-- start Supplied passage --

Kira also has a fractious relationship with Vedek (later Kai) Winn, a Bajoran religious leader who is in favour of separating her people from the influence of The Federation. In the final episode of the first season, Winn travels to Deep Space 9 in order to secretly plan the assassination of her rival (and Kira's lover) Vedek Bareil but fails (although Kira is unable to concretely prove that Winn was responsible). Kira nearly prevents Winn becoming the new Kai, but realises that doing so would reveal the truth about her predecessor Kai Opaka's role in a massacre and possibly lead Bajor into a civil war. Winn and Kira remain adversaries even when working together in Bajor's interests, especially when Winn attempts to interfere in government matters. Later in the sixth season, Kira is possessed by a Prophet and nearly defeats a rival Pah-Wraith which has possessed Jake Sisko, but Winn floods the station with chroniton radiation and the reckoning is stopped; Kira is furious that Winn has defied the will of the Prophets and that the Pah-Wraiths remain at large.
In the final season, Winn again visits the station and Kira tries to convince her to step aside as Kai. A furious Winn refuses and this drives her into the arms of Dukat as they plan to release the Pah-Wraiths together.
Non-canonical information
[edit]In the licensed Star Trek novels (which are not considered canonical by Paramount), following the conclusion of the television series Star Trek: Deep Space Nine, Kira Nerys takes charge of the Deep Space Nine space station as its permanent commanding officer. With the conclusion of the first wave of Deep Space Nine novels in Unity, Bajor finally joins the Federation, and Kira is given the Starfleet rank of Captain. Kira opens every Bajoran Orb simultaneously in a sacred place in order to defeat a monstrous enemy. This also causes the return of Benjamin Sisko from the Celestial Temple to the corporeal world.

-- end Supplied passage --

• Short problem A
Copy the passage on Kira Nerys word for word from "Non-canonical information" to "the corporeal world.".
• Short problem B
Decide whether each statement agrees with the passage on Kira Nerys. Answer yes or no, and quote the words that settle it. (i) Winn succeeds in having Vedek Bareil assassinated. (ii) In the licensed novels, Kira is given the Starfleet rank of Captain. (iii) Winn floods the station with chroniton radiation.

-- start Listed entries --

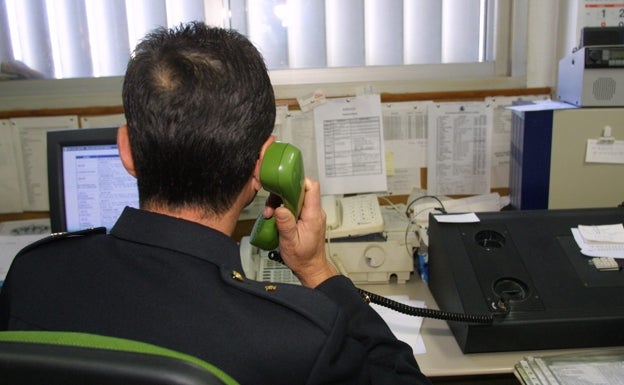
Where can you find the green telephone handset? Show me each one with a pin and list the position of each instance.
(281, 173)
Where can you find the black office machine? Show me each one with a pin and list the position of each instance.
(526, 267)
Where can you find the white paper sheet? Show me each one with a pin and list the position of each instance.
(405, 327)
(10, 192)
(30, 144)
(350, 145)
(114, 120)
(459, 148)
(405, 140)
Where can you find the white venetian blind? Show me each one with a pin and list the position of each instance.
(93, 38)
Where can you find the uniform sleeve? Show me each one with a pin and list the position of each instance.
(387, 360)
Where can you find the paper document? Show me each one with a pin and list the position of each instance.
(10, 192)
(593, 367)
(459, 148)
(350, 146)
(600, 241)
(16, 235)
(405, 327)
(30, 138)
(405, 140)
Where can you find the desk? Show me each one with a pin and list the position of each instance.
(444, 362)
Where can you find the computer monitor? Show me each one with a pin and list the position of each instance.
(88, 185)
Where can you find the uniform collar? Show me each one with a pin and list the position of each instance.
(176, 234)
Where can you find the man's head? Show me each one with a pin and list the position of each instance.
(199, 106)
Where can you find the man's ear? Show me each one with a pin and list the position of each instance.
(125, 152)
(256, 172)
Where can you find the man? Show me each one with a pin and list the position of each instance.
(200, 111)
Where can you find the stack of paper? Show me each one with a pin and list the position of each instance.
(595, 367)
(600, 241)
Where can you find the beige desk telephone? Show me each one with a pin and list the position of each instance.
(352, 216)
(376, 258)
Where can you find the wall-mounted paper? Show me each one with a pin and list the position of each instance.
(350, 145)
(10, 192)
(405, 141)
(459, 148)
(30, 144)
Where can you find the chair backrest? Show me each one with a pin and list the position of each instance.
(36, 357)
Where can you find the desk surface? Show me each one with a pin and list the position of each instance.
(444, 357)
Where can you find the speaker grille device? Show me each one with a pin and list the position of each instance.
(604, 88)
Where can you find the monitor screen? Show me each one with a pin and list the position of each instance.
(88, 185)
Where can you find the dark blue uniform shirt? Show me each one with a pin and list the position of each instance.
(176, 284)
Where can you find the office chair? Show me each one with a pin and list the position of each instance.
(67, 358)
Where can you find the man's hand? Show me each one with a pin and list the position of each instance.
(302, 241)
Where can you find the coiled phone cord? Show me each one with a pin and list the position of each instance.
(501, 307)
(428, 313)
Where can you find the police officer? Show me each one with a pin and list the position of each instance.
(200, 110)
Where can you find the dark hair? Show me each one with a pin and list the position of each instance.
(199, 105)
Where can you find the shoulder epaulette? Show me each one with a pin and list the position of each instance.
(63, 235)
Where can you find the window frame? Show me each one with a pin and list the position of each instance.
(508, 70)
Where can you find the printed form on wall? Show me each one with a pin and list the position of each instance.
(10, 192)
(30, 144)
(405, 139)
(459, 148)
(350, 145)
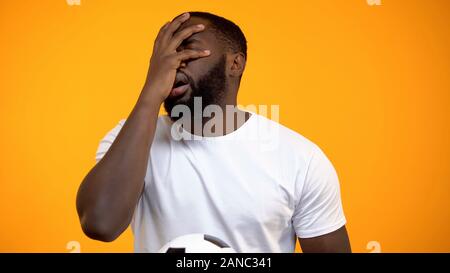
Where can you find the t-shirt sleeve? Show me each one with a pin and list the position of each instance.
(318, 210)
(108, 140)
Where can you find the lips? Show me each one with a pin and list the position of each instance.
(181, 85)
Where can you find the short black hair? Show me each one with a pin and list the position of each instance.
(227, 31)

-- end Listed entries --
-- start Listed entries --

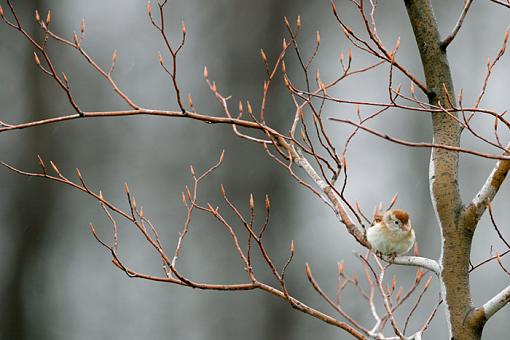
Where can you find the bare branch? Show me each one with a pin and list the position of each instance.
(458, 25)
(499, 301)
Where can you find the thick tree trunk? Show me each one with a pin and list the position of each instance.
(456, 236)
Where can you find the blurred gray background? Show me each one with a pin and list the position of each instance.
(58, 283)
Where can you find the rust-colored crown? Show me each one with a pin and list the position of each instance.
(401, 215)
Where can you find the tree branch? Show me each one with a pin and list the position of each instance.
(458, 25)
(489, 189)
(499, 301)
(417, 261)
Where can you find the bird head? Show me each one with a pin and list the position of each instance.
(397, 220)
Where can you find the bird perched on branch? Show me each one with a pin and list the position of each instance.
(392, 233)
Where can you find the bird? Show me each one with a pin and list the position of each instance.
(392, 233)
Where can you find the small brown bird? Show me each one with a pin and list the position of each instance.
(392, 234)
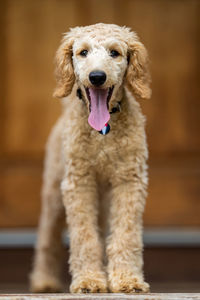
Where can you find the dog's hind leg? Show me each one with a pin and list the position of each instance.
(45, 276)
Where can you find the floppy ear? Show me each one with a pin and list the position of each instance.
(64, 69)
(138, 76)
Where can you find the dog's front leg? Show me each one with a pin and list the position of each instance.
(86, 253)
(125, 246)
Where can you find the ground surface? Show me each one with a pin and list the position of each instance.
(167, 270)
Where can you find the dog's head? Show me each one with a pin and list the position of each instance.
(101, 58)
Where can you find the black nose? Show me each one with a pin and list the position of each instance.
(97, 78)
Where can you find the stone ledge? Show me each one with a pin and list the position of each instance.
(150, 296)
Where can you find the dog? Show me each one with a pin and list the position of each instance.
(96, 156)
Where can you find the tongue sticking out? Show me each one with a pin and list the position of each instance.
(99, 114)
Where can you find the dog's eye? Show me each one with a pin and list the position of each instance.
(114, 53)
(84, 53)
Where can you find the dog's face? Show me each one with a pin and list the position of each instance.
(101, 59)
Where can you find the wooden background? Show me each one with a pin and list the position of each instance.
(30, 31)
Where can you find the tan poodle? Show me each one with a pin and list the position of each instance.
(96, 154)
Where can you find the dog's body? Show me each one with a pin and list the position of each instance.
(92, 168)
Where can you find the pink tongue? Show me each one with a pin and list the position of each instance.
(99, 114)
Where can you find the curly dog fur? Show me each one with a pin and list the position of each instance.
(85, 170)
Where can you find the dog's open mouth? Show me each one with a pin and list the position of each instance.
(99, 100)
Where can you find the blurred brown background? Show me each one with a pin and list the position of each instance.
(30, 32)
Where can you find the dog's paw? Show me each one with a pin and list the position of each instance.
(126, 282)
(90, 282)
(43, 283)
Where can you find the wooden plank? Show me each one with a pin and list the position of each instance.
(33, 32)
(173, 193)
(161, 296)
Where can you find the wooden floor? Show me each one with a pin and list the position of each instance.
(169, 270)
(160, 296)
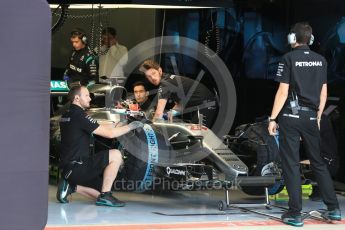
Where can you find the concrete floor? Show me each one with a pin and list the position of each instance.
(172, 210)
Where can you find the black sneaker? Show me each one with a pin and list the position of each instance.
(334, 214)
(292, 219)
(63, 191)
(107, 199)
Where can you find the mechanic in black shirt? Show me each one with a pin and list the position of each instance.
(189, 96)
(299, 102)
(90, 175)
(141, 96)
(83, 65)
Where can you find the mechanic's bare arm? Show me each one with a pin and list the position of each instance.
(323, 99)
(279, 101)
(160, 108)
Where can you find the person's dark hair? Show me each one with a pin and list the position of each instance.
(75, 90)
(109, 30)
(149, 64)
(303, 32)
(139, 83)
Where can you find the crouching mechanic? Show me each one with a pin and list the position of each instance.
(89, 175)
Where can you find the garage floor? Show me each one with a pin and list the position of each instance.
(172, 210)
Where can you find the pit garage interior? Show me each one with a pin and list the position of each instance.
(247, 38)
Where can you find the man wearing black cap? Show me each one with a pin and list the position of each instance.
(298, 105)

-- end Listed entries --

• Exercise response A
Non-canonical information
[edit]In the licensed Star Trek novels (which are not considered canonical by Paramount), following the conclusion of the television series Star Trek: Deep Space Nine, Kira Nerys takes charge of the Deep Space Nine space station as its permanent commanding officer. With the conclusion of the first wave of Deep Space Nine novels in Unity, Bajor finally joins the Federation, and Kira is given the Starfleet rank of Captain. Kira opens every Bajoran Orb simultaneously in a sacred place in order to defeat a monstrous enemy. This also causes the return of Benjamin Sisko from the Celestial Temple to the corporeal world.

• Exercise response B
(i) No: "secretly plan the assassination of her rival (and Kira's lover) Vedek Bareil but fails"
(ii) Yes: "Kira is given the Starfleet rank of Captain"
(iii) Yes: "Winn floods the station with chroniton radiation"